PROBLEMS TO SOLVE:
a – Answer these questions about the WebAssembly GC issue thread, one per line:
(i) What number does the issue about the validation rules carry?
(ii) According to rossberg, where does a stack exist, and where does it not?
(iii) Which instruction sequence does rossberg give as an example of typing?
b – Write the next part of the WebAssembly GC issue thread, picking up after its last line.

TEXT SECTION:
= = = = = = =

WebAssembly / gc

Branch of the spec repo scoped to discussion of GC integration in WebAssembly
https://webassembly.github.io/gc/
Other
982 stars 70 forks source link

validation rule of `ref.is_null`, `ref.as_non_null` and `ref.cast` #512

Closed zapashcanon closed 7 months ago

zapashcanon commented 7 months ago

Hi,

In the validation rule of ref.null ht I understand why ht has to be valid (ok in the rule), you don't want the user to write ref.null $idthatdoesnotexist.

But it is not clear to me why the same applies to ref.is_null. It has type ref null ht -> ref ht, but here, ht comes from a value that is on the stack and I don't see how it could not be valid (or why we should care when validating the instruction).

The same question applies to ref.as_non_null and to the rt' type in ref.cast (here I understand why rt must be ok but not rt').

I feel like I'm missing something obvious but I can't find an explanation.

Thanks.

rossberg commented 7 months ago

Keep in mind that this is a typing rule that can just make up ht, it is a locally non-deterministic "guess" with nothing else constraining it. (A stack exists at runtime but not in the validation rules – the instruction types are all there is.) In particular, an ill-formed choice would later produce a subtyping premise against an ill-formed type in the sequencing rule, e.g., when typing (ref.null any) (ref.is_null).

This is not uncommon in declarative type systems that need to "guess" types in individual rules.

zapashcanon commented 7 months ago

Yes, I'm not disturbed by the rule making up ht. But I don't see how an ill-formed choice is a problem as if it is wrong, it won't match when combining the rules.

The typing judgements are of the form:


------------- (0)
Γ ⊢ ε : ε → ε
Γ ⊢ i : t∗ → t′∗      Γ ⊢ i∗ : t′∗ → t′′∗
----------------------------------------- (1)

= = = = = = =

MATERIAL PROVIDED:
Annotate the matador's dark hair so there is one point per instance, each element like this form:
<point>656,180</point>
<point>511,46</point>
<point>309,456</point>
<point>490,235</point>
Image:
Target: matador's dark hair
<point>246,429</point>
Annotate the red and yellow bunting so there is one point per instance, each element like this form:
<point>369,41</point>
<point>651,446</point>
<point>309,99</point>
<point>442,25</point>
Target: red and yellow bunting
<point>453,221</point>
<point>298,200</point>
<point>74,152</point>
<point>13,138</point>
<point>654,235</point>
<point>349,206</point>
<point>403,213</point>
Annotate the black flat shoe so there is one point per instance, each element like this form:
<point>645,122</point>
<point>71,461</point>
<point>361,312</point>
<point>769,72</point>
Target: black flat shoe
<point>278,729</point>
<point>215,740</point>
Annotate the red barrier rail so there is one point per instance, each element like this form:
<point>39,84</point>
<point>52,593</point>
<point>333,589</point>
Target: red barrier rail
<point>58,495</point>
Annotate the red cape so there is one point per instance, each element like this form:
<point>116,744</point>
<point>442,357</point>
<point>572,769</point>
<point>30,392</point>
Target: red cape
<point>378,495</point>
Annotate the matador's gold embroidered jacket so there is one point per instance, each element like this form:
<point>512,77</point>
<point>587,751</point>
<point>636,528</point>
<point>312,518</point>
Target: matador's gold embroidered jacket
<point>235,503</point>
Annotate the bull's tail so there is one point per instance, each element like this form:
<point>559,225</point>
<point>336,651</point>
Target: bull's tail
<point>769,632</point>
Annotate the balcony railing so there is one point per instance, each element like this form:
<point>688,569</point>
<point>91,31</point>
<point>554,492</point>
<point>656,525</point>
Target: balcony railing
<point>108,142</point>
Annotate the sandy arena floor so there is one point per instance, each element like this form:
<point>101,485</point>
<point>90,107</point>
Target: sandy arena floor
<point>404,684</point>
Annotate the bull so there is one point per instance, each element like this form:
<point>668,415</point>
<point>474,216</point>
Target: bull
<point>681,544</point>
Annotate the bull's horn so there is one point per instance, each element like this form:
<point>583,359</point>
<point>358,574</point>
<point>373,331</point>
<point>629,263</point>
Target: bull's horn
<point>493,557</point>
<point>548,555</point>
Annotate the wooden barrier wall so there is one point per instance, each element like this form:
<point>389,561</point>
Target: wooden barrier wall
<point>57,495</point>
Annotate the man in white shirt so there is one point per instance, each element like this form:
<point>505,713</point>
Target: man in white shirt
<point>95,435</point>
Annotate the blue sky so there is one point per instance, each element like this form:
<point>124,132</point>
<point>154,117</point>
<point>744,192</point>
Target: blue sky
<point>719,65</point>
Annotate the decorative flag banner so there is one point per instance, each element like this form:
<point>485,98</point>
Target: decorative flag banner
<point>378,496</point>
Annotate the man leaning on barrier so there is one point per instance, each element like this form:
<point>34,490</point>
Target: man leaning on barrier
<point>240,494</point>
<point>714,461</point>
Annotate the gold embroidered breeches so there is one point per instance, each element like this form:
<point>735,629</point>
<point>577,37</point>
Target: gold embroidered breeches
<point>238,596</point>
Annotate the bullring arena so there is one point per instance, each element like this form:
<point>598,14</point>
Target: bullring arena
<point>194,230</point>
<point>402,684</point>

= = = = = = =

ANSWERS GIVEN:
a –
(i) #512
(ii) A stack exists at runtime but not in the validation rules.
(iii) (ref.null any) (ref.is_null)

b –
Γ ⊢ i i∗ : t∗ → t′′∗

Then, with your example we have:


-------------------------------
Γ ⊢ ref.null any : ε → ref null any

-----------------------------------
Γ ⊢ ref.is_null : ref null ht → i32

And we can apply (1) only if ht matches any:

Γ ⊢ ref.null any : ε → ref null any     Γ ⊢ ref.is_null : ref null any → i32
-----------------------------------------------------------------------------
Γ ⊢ (ref.null any) (ref.is_null) : ε → i32
rossberg commented 7 months ago

You still want to preserve well-formedness of all objects in all rules. Otherwise you'll have a very hard time to do any inductive proof about the type system.

In particular, we also have subsumption. Allowing ill-formed types to flow out of one typing rule can allow spurious derivations that use subtyping between ill-formed types. Since the definition of subtyping assumes well-formedness of its inputs, that would not be meaningful and is likely to lead to garbage.

zapashcanon commented 7 months ago

You still want to preserve well-formedness of all objects in all rules. Otherwise you'll have a very hard time to do any inductive proof about the type system.

I completely buy this.

What I am wondering is: is there a complete program that is rejected with this rule but accepted without. I tried to find one but was not able to, my intuition is that there is none but I'm not sure. If you can think of one, I'm really interested. I'm going to close this as this is not really an issue. Thanks for the explanation. :)

rossberg commented 7 months ago

Here is an example: the rule might cook up a (closed) heaptype with an unsound supertype declaration. Consider:

(type $t1 (func))
(type $t2 (array i32))
(func
  (return)
  (ref.as_non_null)
  (array.len)
  (drop)
)

The type definitions elaborate to the following defined types for validation:

dt1 = (rec sub ε (func ε → ε)).0 dt2 = (rec sub ε (array i32)).0

The return instruction can be given type ε → ⊥. Furthermore, without the check, the ref.as_non_null rule would allow typing that with a random ht = dt2' where

dt2' = (rec sub dt1 (array i32)).0 (Ouch!)

Since this would never be checked, it would successfully be recognised as a subtype of $t1. At the same time, (ref ht) is of course recognised as a supertype of ⊥, so that the program would validate, while it doesn't right now.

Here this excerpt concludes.